AUFGABEN ::
a. Welche Bereiche nennt der folgende Textauszug über die Entführung in Niger, in denen sich die 73-Jährige für die Bildung junger Menschen engagiert? Zähle alle auf.
b. Erkläre anhand des folgenden Textauszugs über die Entführung in Niger, warum die Unklarheit darüber, ob die Kidnapper wissen, wen sie entführt haben, zugleich Hoffnung und Sorge auslöst.

Die Entführung habe "nicht sehr professionell" gewirkt. "Wir wissen auch nicht, ob die Kidnapper wissen, wen sie entführt haben." Das lasse einerseits hoffen, dass es sich nicht um islamistischen Terrorristen handelt. Andererseits sei dadurch zu befürchten, dass die Entführer unbedacht handeln könnten. Dass die fünf Männer Turbane trugen und Hausa - neben der Amtssprache Französisch die meistgesprochene Sprache im Niger - sprachen, sei nicht weiter auffällig und lasse keine Rückschlüsse zu. "Vieles ist Spekulation, wir wissen null", hieß es gegenüber der APA aus der Familie.
Hoffen auf Hinweise
Die 73-Jährige ist seit 1996 mit dem von ihr gegründeten privaten Kulturverein Amanay im Niger aktiv und in Agadez am Rande der Sahara sehr gut vernetzt, auch mit den Behörden. Nach Angaben auf Facebook engagiert sie sich für die Bildung junger Menschen, etwa in Bereichen wie Musik, Gesundheit, Ökologie oder Handwerklichem wie der Schneiderei. 2010 baute sei dafür ein eigenes Kompetenzzentrum. Ihr gehe es um die Begegnung zwischen Kulturen, Religionen und Menschen, so das Familienmitglied. Sie sei sehr beliebt in der Region: "Alle sind betroffen." Die Frau hält sich jedes Jahr von September bis April im Land auf.
Eine Welle der Solidarität sei nach der Nachricht von der Entführung durch die Presse und die Bevölkerung gegangen. Es seien viele potenzielle Zeugen von der Gendarmerie befragt worden. Man setze jetzt auf Hinweise, mit denen die Täter, ihr Aufenthaltsort und ihre Motive ermittelt werden könnten. Den Tätern so auf die Spur gekommen, könnten dann etwa Verhandlungen über eine Freilassung begonnen werden, hofft die Familie.
"Ich weiß, dass alles unternommen wird, um an diese Informationen zu kommen", gab sich das Familienmitglied, das mit den Verhältnissen an Ort und Stelle selbst vertraut ist, zuversichtlich. Ohne Hinweise "die "Wüste zu durchkämmen macht die Sache aber schwierig". Vom österreichischen Außenministerium und von der Botschaft in Algier fühle man sich "sehr gut betreut", der Austausch funktioniere reibungslos. Am Montagnachmittag wird im Außenamt in Wien eine weitere Krisensitzung in dem Fall abgehalten.

DATENZEILEN ::
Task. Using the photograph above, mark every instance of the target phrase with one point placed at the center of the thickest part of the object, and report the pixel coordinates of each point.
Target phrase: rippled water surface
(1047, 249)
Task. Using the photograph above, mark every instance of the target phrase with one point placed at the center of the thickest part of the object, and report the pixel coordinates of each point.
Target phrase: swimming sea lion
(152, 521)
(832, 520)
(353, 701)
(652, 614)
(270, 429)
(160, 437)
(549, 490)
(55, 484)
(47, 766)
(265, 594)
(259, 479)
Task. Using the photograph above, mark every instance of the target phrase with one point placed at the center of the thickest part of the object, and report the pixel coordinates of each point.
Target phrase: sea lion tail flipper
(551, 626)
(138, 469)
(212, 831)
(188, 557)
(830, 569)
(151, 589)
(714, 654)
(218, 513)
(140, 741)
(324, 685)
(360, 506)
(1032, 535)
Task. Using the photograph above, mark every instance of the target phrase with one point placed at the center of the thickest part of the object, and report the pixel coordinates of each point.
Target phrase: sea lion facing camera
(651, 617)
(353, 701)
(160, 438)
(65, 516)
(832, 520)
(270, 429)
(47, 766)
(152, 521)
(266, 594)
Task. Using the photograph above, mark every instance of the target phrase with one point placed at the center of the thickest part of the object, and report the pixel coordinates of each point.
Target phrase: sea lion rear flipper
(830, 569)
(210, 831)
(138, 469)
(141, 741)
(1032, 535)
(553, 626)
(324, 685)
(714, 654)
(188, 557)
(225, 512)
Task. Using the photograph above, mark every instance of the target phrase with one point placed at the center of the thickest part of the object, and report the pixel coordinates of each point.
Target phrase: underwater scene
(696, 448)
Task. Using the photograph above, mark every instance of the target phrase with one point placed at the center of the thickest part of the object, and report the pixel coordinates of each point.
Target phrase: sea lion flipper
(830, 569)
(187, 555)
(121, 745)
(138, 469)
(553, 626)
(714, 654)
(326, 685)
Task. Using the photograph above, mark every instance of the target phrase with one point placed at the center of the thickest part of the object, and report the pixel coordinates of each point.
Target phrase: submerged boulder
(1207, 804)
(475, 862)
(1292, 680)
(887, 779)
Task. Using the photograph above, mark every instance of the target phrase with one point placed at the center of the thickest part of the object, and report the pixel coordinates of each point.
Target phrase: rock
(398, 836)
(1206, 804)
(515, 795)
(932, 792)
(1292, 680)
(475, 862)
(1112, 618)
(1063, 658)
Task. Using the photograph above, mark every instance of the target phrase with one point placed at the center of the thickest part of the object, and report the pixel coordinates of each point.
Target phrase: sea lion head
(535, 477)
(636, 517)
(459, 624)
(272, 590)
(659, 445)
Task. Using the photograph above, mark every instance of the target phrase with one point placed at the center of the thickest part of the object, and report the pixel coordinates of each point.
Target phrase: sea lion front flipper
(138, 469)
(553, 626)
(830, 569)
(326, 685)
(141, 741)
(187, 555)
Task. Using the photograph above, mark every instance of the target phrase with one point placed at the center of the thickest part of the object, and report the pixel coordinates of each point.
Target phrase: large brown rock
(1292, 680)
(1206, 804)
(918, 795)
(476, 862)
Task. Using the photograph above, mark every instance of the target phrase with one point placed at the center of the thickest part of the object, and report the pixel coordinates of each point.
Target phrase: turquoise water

LÖSUNGEN ::
a. Musik, Gesundheit, Ökologie und Handwerkliches wie die Schneiderei.

b. Sie lässt hoffen, dass es sich nicht um islamistische Terroristen handelt. Zugleich ist zu befürchten, dass die Entführer deshalb unbedacht handeln könnten.